──────── EXTRAIT À LIRE
Le Sommaire | Carp Lsd Article
De nos jours, la pêche de la carpe a atteint un niveau technique impressionnant.
La grande majorité des pêcheurs ont une approche méthodique et un équipement très performant leur permettant d’obtenir des résultats pour la plupart de leurs sessions toute au long de l’année.
Pour chaque saison, chaque type de biotopes, chaque situation, de nombreux articles, vidéos, et échanges sur les réseaux sociaux ont permis ce perfectionnement continuel des connaissances et aussi le progrès au niveau du matériel et des appâts.
Normalement, il ne devrait plus y avoir de grands secrets pour un pêcheur expérimenté…
Mais quand je me trouve au bord de l’eau en action, ou quand je cogite dans ma tête sur la pêche, ils reviennent toujours certaines réflexions qui concernent des phénomènes ou des paramètres sur lesquels je me pose des questions.
Est-ce que mon explication de certaines choses est vraiment valable ?
Et surtout, pourquoi je ne trouve pas de réponse à d’autres observations ? Existe-t-il une autre solution face à une difficulté spécifique ?
Des doutes, des convictions, et beaucoup de questions concernant ces choses qui restent du mystère.
Du coup, j’ai essayé de traiter quelques-uns de ces sujets qui m’obsèdent pour les partager avec vous, aussi pour avoir votre avis sur les phénomènes qui pour moi restent des mystères.
Ça n’arrête pas de sauter – et aucun départ !
C’est sans doute le phénomène le plus régulier qui m’obsède et aussi le plus vexant.
Les carpes sont bel et bien là, à portée de main, mais elles nous narguent avec leurs sauts au lieu de mordre.
Pour ma part, j’ai vécu ces moments principalement sur des grands lacs de barrage, mais je l’ai également observé dans certains étangs.
En rivière et en fleuve, je ne l’ai connu très rarement et souvent lors de courtes périodes, en particulier en début d’été.
────────────────
──────── BLOC DE DONNÉES
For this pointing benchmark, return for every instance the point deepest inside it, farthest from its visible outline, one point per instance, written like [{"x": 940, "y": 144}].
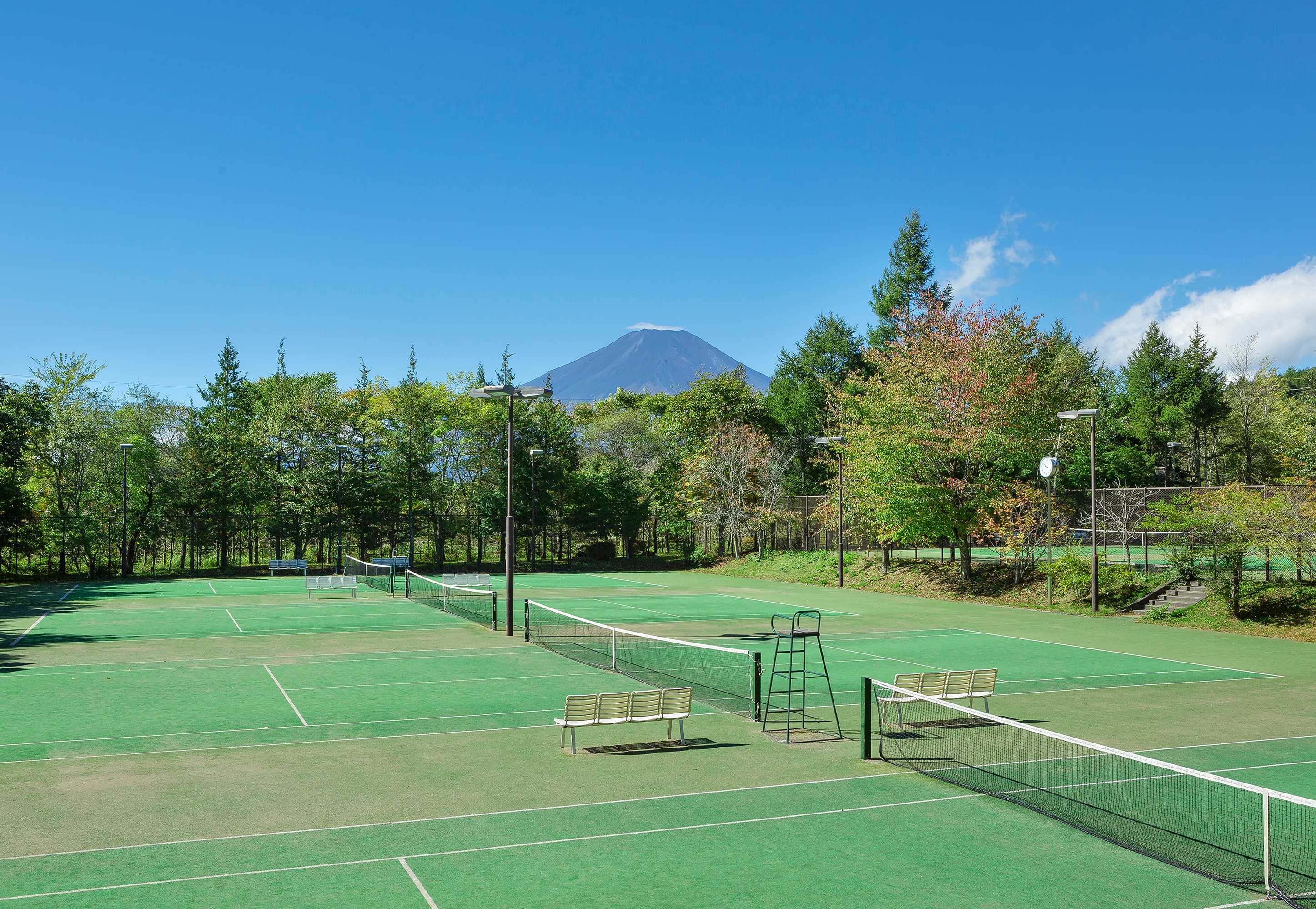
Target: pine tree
────────────────
VOS TÂCHES –
(a) Reformulez sous forme de liste le paragraphe de l'article sur la pêche de la carpe qui commence par « Pour chaque saison », en gardant ses faits principaux.
(b) Répondez, s'il vous plaît, à ces questions sur l'article sur la pêche de la carpe :
(i) Qu'est-ce qui permet à la grande majorité des pêcheurs d'obtenir des résultats pour la plupart de leurs sessions ?
(ii) Sur quel type de plan d'eau les carpes qui sautent sans mordre ont-elles été observées principalement ?
(iii) En rivière et en fleuve, à quel moment ce phénomène a-t-il été connu en particulier ?
(c) Poursuivez l'article sur la pêche de la carpe à partir de sa dernière phrase.

RÉPONSES PAR TÂCHE –
(a)
- Pour chaque saison, chaque type de biotope et chaque situation, il existe de nombreux articles, vidéos et échanges sur les réseaux sociaux.
- Ces ressources ont permis un perfectionnement continuel des connaissances.
- Elles ont aussi fait progresser le matériel et les appâts.

(b)
(i) Une approche méthodique et un équipement très performant.
(ii) Sur des grands lacs de barrage.
(iii) En début d'été.

(c)
En grand lac comme le Salagou ou Sainte Croix, j’ai dû faire face à ce spectacle de nombreuses fois, même bien trop souvent à mon goût.
Les carpes montent, au large, près du bord, à droite, à gauche, sur les cannes, un peu partout et toutes les cinq ou dix minutes, sans que le moindre bip ne se produise.
Et la plupart du temps, il ne s’agit ni de marsouinages ni de vrais sauts hors de l’eau.
Certains jours, on entend principalement un claquement en surface, un genre de coup de queue, on dirait parfois un saut raté.
Dans d’autres sessions, elles produisaient de véritables sauts hors de l’eau – en particulier lors de nuits de pleine lune – des « plouf » à en devenir sourd toutes les quelques minutes !
Les hypothèses pour trouver à tout prix une explication ne manquent pas :
« Elles mangent exclusivement des larves ou autres nymphes qui se trouvent en pleine eau. »
« Cette nourriture est tellement bonne ou surabondante qu’elles ignorent nos appâts au fond. »
« C’est une forme de communication entre elles qui les détourne de l’activité alimentaire. »
« Ou encore un geste de bien-être ou de mal-être par rapport à la météo, la qualité de l’eau, ou autre chose d’inconnu. »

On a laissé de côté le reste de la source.